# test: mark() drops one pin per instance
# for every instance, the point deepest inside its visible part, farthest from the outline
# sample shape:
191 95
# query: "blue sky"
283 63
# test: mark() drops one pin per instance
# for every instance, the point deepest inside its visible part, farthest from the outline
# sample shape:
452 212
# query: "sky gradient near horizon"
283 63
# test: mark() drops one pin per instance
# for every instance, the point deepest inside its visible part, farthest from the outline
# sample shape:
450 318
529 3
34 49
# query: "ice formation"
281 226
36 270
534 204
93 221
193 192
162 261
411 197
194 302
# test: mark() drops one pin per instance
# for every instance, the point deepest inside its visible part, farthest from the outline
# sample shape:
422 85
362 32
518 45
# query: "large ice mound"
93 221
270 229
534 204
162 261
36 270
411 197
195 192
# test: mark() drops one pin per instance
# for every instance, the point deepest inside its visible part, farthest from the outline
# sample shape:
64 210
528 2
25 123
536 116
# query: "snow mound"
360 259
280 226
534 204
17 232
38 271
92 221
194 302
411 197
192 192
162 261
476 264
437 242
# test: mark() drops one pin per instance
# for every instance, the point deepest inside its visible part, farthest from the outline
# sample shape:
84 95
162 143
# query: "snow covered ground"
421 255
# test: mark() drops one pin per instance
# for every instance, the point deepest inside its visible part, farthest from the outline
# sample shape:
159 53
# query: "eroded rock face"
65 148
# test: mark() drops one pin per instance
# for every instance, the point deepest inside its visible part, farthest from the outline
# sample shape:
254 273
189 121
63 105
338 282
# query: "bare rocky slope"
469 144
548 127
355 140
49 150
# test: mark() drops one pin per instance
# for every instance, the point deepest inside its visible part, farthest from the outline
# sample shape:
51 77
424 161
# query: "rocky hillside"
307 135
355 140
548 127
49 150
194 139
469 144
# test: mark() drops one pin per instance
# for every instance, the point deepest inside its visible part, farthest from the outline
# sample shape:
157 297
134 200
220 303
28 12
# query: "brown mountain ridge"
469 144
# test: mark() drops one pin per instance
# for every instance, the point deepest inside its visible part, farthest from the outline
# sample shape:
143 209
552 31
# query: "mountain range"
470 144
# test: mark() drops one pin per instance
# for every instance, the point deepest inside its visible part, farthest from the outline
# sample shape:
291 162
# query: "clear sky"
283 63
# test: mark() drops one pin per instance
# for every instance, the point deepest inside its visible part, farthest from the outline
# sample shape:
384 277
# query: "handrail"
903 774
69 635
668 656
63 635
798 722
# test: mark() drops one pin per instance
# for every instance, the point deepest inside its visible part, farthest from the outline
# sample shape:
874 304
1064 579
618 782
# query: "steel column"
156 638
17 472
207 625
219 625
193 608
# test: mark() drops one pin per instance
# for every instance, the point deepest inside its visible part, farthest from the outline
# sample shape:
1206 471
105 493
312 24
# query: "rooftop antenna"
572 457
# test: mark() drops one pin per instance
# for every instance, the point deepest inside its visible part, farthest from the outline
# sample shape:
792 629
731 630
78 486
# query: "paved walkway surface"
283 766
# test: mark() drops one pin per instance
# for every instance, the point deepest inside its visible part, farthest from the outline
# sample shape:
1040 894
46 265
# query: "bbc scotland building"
▬▬▬▬▬▬▬▬▬▬
Print out the records exactly as they were entered.

# test: mark() drops one pin per instance
# for every instance, the point deepest inside its visible part, farthest from the outline
# sample shape:
191 95
# query: "blue sky"
283 63
# test: mark() drops one pin per instance
# for every instance, the point deepest inside its visible part, farthest from the outline
# sample shape:
452 212
# query: "sky gradient near horizon"
283 63
# test: mark() drops one pin per instance
# for every instance, the point deepest inside its visible part, farthest from the outline
# sample shape:
450 318
529 3
34 49
# query: "ice formation"
281 226
36 270
534 204
93 221
193 192
162 261
411 197
194 302
# test: mark() drops one pin per instance
# for every instance, the point deepest inside its visible part, farthest from the outline
# sample shape:
422 85
362 32
518 45
# query: "large ice mound"
93 221
270 229
534 204
162 261
36 270
411 197
195 192
# test: mark() drops one pin per instance
# for every instance, the point deepest inside its visible part, farthest from the outline
# sample shape:
64 210
528 2
25 123
536 116
# query: "snow mound"
360 259
280 226
534 204
17 232
38 271
92 221
194 302
411 197
192 192
162 261
476 264
437 242
# test: mark() drops one pin per instance
# for every instance, the point deepest inside its visible part, farthest from the outline
# sample shape:
84 95
162 143
# query: "snow covered ground"
421 255
# test: mark() drops one pin per instance
# for every instance, the point deepest inside its visible part, farthest from the outline
# sample shape:
159 53
# query: "eroded rock face"
65 148
# test: mark() drops one pin per instance
# for every instance, the point deepest inside its visible part, farthest from the outline
# sample shape:
254 273
189 121
63 105
338 282
# query: "bare rocky slope"
469 144
548 127
355 140
49 150
# test: mark() drops one pin per instance
# for every instance, the point deepest inside its visible part, farthest from the outline
# sample shape:
51 77
424 161
# query: "rocky hillside"
307 135
355 140
548 127
49 150
194 139
469 144
# test: mark() drops one pin per instance
# for every instance, the point deepest inside its visible part, farthest from the outline
# sample shape:
157 297
134 200
220 303
28 12
# query: "brown mountain ridge"
469 144
# test: mark() drops one pin per instance
# for every instance, the point deepest inside its visible part, farthest from the outline
# sample shape:
143 209
552 31
# query: "mountain range"
470 144
# test: mark() drops one pin per instance
# for every instance, the point deepest inside its visible part, farthest from the outline
# sample shape:
291 162
# query: "clear sky"
283 63
# test: mark() drops one pin per instance
# for every instance, the point deepest inside its visible part, farthest from the outline
# sample shape:
384 277
# query: "handrail"
903 774
69 635
668 656
63 635
798 722
# test: mark() drops one pin per instance
# for every instance, the point deepest inside its visible part, farthest from the outline
# sample shape:
874 304
1064 579
618 782
# query: "steel column"
156 638
17 472
207 625
219 625
193 608
# test: mark() drops one pin per instance
# for every instance, the point deepest inside its visible part, farthest from the outline
# sample shape:
1206 471
105 493
312 24
# query: "rooftop antenna"
572 457
# test: mark() drops one pin per instance
# for every instance, the point deepest inside its visible part, farthest from the outline
# sample shape:
792 629
731 630
78 486
# query: "paved walkway surface"
283 766
# test: mark() drops one pin per instance
# for every instance, the point deepest inside its visible part, farthest from the outline
# sample shape:
1040 894
46 265
# query: "bbc scotland building"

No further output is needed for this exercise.